Problem to work on - The records that follow should be returned exactly, pictures excluded.

Input records -
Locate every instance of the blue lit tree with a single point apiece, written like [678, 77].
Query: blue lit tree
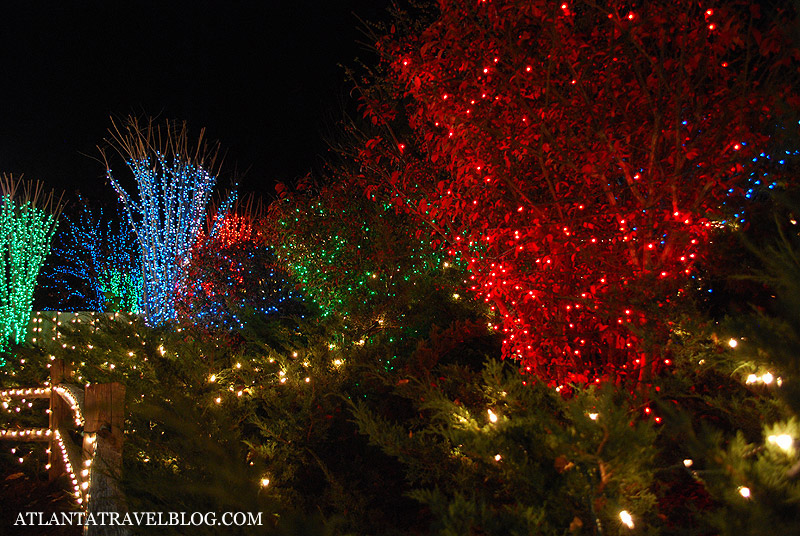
[28, 220]
[98, 264]
[175, 180]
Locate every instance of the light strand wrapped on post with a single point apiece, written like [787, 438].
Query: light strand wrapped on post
[28, 220]
[175, 182]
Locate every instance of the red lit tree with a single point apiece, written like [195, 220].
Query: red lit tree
[588, 150]
[233, 272]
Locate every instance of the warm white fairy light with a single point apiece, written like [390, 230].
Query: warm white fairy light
[783, 441]
[767, 378]
[37, 392]
[70, 398]
[76, 486]
[26, 433]
[626, 519]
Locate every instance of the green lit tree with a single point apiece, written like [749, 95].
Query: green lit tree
[28, 220]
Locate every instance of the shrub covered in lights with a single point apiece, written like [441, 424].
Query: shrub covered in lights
[232, 273]
[586, 150]
[28, 220]
[96, 264]
[357, 257]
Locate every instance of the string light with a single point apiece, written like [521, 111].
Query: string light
[784, 441]
[98, 265]
[27, 226]
[174, 191]
[626, 519]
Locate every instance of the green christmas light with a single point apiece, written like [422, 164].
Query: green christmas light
[28, 220]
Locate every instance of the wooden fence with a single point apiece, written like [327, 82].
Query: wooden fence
[93, 466]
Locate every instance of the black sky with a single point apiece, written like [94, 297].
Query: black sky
[260, 75]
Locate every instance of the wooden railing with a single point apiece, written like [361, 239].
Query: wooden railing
[93, 467]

Result below -
Locate every instance of the blue lit tree with a single point apiece, written like [678, 77].
Query: blue lit tree
[28, 220]
[98, 264]
[175, 180]
Locate every instance of the light strand wrapped on post with a single point apiece, written like [787, 438].
Query: light strand wrapped on post
[28, 220]
[175, 182]
Locate every instance of the red lit tree with a single point apiece, written like [195, 220].
Query: red lit tree
[588, 150]
[233, 272]
Locate every instance of the warm white fairy light with a single point apiece, written like [390, 230].
Query: warm white fairy light
[783, 441]
[767, 378]
[37, 392]
[70, 398]
[76, 486]
[26, 433]
[626, 519]
Locate every instance of the green lit tree with a single point apiece, written like [749, 95].
Query: green lit tree
[28, 220]
Locate every instance of the shrub covered in lights with a single point apiece, written like [441, 424].
Query: shrub covered in lights
[232, 273]
[586, 150]
[28, 220]
[96, 264]
[357, 257]
Locate every instance of the string light with a single point apiece, written like [521, 111].
Query: string light
[784, 441]
[98, 265]
[27, 226]
[174, 191]
[626, 519]
Locate every instance of the green christmas light with a single point apiece, written like [422, 164].
Query: green christmas light
[28, 220]
Locate every instance of the wooden fence with a single point apiece, written like [327, 82].
Query: wooden fence
[93, 466]
Locate every instance of the black sky with a single point apiece, written like [94, 297].
Query: black sky
[260, 75]
Locate every instance of the wooden railing with a single point apiece, written like [361, 239].
Query: wooden railing
[93, 467]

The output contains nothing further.